Task objective: Report how many lines in the data below contain the string "teeth", treating uppercase and lowercase as different. Reply with the number alone.

[start of Input data]

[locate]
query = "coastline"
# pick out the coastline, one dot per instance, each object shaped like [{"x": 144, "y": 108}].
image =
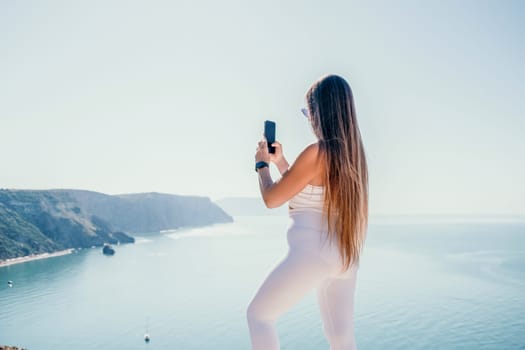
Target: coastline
[{"x": 27, "y": 258}]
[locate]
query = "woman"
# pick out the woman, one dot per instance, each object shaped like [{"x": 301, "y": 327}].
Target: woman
[{"x": 327, "y": 190}]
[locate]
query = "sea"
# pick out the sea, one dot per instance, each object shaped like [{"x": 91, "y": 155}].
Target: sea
[{"x": 423, "y": 284}]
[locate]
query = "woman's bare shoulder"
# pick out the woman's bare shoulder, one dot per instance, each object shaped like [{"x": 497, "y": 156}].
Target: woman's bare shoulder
[{"x": 311, "y": 152}]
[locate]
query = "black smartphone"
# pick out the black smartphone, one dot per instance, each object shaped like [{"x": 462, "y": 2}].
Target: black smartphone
[{"x": 269, "y": 133}]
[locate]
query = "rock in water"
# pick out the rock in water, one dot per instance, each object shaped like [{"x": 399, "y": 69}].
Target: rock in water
[{"x": 108, "y": 250}]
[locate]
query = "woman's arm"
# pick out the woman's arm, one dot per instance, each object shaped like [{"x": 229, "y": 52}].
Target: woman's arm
[
  {"x": 302, "y": 171},
  {"x": 282, "y": 165}
]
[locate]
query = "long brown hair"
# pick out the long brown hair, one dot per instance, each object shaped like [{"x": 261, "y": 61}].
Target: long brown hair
[{"x": 332, "y": 114}]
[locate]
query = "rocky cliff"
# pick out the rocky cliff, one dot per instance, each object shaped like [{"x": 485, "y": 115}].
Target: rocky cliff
[{"x": 33, "y": 222}]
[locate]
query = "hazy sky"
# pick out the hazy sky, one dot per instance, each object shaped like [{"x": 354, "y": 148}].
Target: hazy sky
[{"x": 168, "y": 96}]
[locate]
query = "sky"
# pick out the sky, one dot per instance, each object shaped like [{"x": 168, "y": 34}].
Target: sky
[{"x": 171, "y": 96}]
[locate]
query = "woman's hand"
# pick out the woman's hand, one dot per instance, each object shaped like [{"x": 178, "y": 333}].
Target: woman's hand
[{"x": 278, "y": 156}]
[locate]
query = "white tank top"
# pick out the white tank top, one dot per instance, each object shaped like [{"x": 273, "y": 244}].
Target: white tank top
[{"x": 310, "y": 198}]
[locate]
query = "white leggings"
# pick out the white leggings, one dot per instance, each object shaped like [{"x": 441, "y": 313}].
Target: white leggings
[{"x": 311, "y": 262}]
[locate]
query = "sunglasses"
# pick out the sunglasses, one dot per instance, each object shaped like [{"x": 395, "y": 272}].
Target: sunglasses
[{"x": 305, "y": 112}]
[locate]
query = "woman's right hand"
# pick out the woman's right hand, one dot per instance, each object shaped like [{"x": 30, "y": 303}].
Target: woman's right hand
[{"x": 278, "y": 158}]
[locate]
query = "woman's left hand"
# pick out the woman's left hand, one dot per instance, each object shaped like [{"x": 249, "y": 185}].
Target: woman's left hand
[{"x": 262, "y": 153}]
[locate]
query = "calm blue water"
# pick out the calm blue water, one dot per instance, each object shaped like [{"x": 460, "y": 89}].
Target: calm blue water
[{"x": 420, "y": 286}]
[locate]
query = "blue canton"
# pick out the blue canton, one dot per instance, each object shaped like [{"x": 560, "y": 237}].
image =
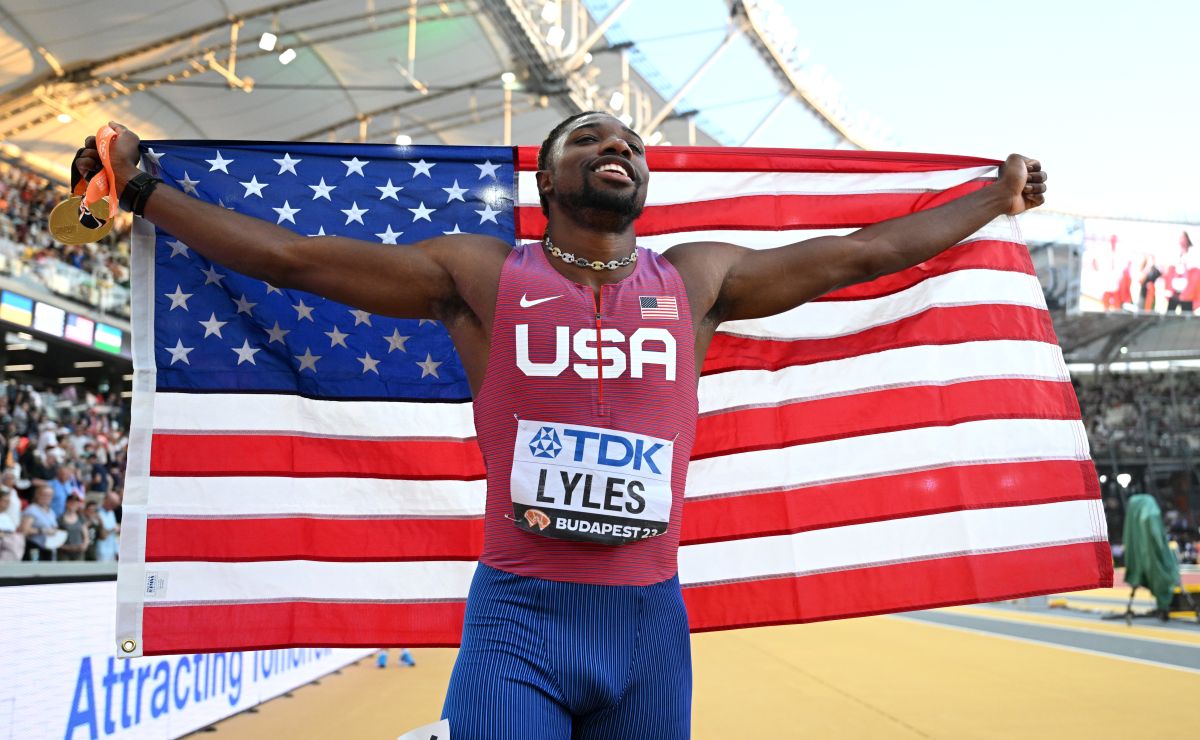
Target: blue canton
[
  {"x": 546, "y": 444},
  {"x": 217, "y": 330}
]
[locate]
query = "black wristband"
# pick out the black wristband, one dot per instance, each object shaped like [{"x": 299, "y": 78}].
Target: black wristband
[{"x": 136, "y": 193}]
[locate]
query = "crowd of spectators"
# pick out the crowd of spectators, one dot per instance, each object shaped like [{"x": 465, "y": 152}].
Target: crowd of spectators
[
  {"x": 25, "y": 203},
  {"x": 1140, "y": 414},
  {"x": 1135, "y": 419},
  {"x": 64, "y": 474}
]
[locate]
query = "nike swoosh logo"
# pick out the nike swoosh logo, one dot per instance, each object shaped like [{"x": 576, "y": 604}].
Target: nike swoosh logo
[{"x": 527, "y": 304}]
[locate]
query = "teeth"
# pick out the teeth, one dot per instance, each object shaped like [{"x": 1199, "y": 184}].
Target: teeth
[{"x": 611, "y": 168}]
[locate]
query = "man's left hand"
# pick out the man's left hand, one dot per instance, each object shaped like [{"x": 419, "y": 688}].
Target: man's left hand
[{"x": 1024, "y": 179}]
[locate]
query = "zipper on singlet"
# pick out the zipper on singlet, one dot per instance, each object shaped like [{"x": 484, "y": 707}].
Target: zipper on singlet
[{"x": 600, "y": 352}]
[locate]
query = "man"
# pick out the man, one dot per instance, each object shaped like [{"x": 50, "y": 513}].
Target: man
[
  {"x": 37, "y": 523},
  {"x": 108, "y": 541},
  {"x": 1182, "y": 280},
  {"x": 64, "y": 485},
  {"x": 12, "y": 542},
  {"x": 575, "y": 624}
]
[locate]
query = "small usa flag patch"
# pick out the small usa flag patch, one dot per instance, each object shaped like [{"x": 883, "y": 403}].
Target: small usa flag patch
[{"x": 659, "y": 306}]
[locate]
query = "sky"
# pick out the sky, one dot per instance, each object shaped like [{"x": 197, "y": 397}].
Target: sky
[{"x": 1104, "y": 92}]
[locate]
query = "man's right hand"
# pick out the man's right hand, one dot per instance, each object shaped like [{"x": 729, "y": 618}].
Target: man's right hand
[{"x": 124, "y": 155}]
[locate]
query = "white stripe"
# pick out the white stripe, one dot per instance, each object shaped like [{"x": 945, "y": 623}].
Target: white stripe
[
  {"x": 827, "y": 319},
  {"x": 1000, "y": 229},
  {"x": 925, "y": 365},
  {"x": 256, "y": 497},
  {"x": 137, "y": 482},
  {"x": 990, "y": 440},
  {"x": 307, "y": 579},
  {"x": 981, "y": 530},
  {"x": 846, "y": 547},
  {"x": 671, "y": 187},
  {"x": 283, "y": 414}
]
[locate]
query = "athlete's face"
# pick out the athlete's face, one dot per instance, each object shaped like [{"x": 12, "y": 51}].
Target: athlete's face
[{"x": 599, "y": 166}]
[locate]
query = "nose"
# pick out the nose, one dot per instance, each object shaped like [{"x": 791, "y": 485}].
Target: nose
[{"x": 616, "y": 145}]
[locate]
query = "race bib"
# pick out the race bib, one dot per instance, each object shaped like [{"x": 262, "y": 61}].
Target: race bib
[{"x": 589, "y": 483}]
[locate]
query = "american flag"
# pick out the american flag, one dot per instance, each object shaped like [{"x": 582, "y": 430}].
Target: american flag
[
  {"x": 304, "y": 473},
  {"x": 658, "y": 306}
]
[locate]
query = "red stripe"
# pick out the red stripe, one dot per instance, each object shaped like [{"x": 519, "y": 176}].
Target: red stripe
[
  {"x": 313, "y": 539},
  {"x": 207, "y": 455},
  {"x": 771, "y": 212},
  {"x": 856, "y": 593},
  {"x": 264, "y": 626},
  {"x": 877, "y": 411},
  {"x": 891, "y": 497},
  {"x": 982, "y": 254},
  {"x": 895, "y": 588},
  {"x": 939, "y": 325},
  {"x": 727, "y": 158}
]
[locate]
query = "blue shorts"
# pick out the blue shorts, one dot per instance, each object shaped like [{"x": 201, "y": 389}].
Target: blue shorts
[{"x": 567, "y": 661}]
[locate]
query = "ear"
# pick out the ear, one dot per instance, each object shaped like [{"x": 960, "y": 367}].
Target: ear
[{"x": 545, "y": 184}]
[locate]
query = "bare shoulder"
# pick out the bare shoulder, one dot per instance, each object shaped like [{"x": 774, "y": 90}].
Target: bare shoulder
[{"x": 703, "y": 266}]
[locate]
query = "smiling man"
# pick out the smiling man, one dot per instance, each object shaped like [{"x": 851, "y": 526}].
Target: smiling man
[{"x": 582, "y": 353}]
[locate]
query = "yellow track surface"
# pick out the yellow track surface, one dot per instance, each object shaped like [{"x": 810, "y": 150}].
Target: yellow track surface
[{"x": 864, "y": 678}]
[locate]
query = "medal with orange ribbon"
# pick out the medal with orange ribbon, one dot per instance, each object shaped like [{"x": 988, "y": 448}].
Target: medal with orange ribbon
[{"x": 87, "y": 216}]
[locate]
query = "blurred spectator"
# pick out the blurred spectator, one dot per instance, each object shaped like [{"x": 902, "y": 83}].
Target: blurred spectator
[
  {"x": 73, "y": 523},
  {"x": 97, "y": 475},
  {"x": 1182, "y": 280},
  {"x": 37, "y": 523},
  {"x": 91, "y": 521},
  {"x": 12, "y": 543},
  {"x": 1140, "y": 414},
  {"x": 108, "y": 533},
  {"x": 64, "y": 485}
]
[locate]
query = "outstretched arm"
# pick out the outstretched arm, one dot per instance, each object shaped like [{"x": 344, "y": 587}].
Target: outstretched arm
[
  {"x": 753, "y": 283},
  {"x": 407, "y": 283}
]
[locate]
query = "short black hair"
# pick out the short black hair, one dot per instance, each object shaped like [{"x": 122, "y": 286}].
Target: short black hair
[{"x": 549, "y": 146}]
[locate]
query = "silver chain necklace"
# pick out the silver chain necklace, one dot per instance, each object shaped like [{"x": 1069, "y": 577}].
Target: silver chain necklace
[{"x": 582, "y": 262}]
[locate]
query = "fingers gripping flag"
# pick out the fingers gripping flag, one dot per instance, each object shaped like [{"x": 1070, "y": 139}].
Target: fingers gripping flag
[{"x": 305, "y": 473}]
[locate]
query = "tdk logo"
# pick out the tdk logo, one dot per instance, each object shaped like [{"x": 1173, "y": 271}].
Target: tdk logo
[
  {"x": 609, "y": 450},
  {"x": 546, "y": 444}
]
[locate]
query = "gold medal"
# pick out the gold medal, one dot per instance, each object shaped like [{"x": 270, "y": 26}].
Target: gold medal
[{"x": 65, "y": 223}]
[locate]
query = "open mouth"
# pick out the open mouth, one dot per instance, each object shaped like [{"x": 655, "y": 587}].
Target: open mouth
[{"x": 613, "y": 172}]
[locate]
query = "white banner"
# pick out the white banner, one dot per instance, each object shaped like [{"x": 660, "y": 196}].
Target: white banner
[{"x": 60, "y": 679}]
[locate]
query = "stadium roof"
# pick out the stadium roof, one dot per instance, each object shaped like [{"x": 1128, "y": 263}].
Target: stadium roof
[
  {"x": 196, "y": 70},
  {"x": 373, "y": 70}
]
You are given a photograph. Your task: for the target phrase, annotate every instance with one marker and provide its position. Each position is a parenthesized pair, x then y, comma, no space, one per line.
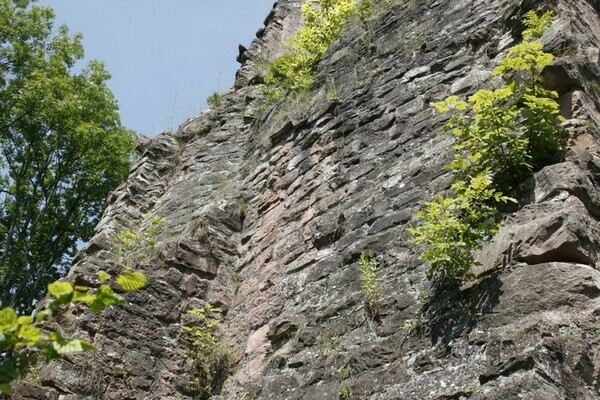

[end of Input data]

Solution below: 3